Это краткий обзор, он естественно не полный, просто констатация фактов, что эти проблемы были.
Еще со времен Российской Империи отмечается несколько проблемных регионов, где национальный вопрос полностью решен не был. Отчасти это было связано с негласным иностранным вмешательством, отчасти внутренними проблемами. Традиционно, напряженность в Средней Азии искусственно поддерживалась Великобританией, в Азербайджане, до революции, имелась немецкая диаспора, Кавказ был предметом вожделения Турции, однако и английское влияние было здесь достаточно сильным. На рубеже XIX и ХХ вв. чеченский ученый-богослов, шейх Сугаип-мулла Гайсумов пророчествовал о грядущем «спасении» со стороны Великобритании: «И когда придет отчаяние, то появится английская государственность, и окажется народ под ее защитой».

[УСЛОВИЕ ЗАДАНИЯ] Объясните по исходному документу выше, почему в нескольких регионах национальный вопрос со времен Российской Империи так и не был полностью решен.

[ИСХОДНЫЕ МАТЕРИАЛЫ]

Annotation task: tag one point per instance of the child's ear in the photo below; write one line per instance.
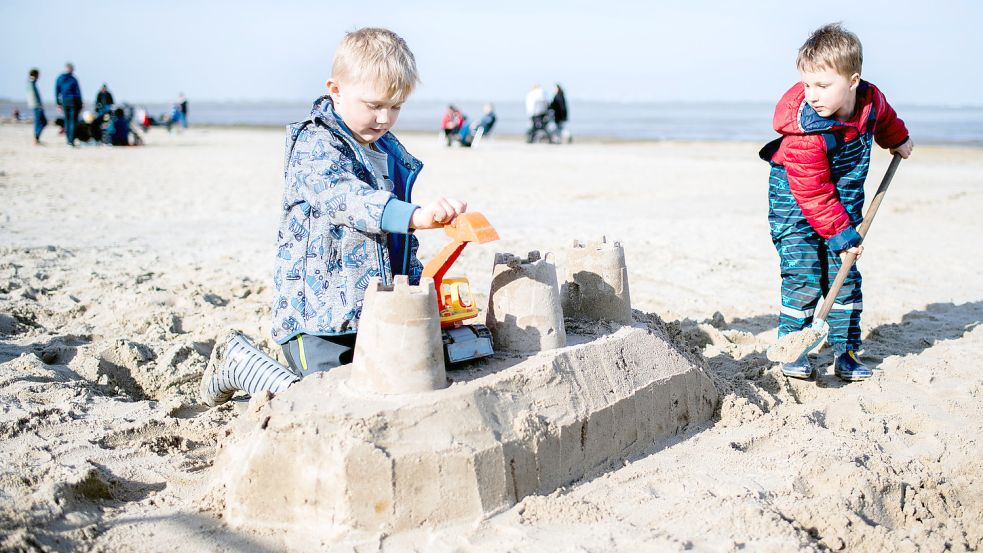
(854, 81)
(333, 89)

[ГОТОВОЕ РЕШЕНИЕ] Отчасти причиной было негласное иностранное вмешательство, отчасти внутренние проблемы. Так, напряженность в Средней Азии искусственно поддерживала Великобритания, на Кавказ претендовала Турция, и там же было сильно английское влияние.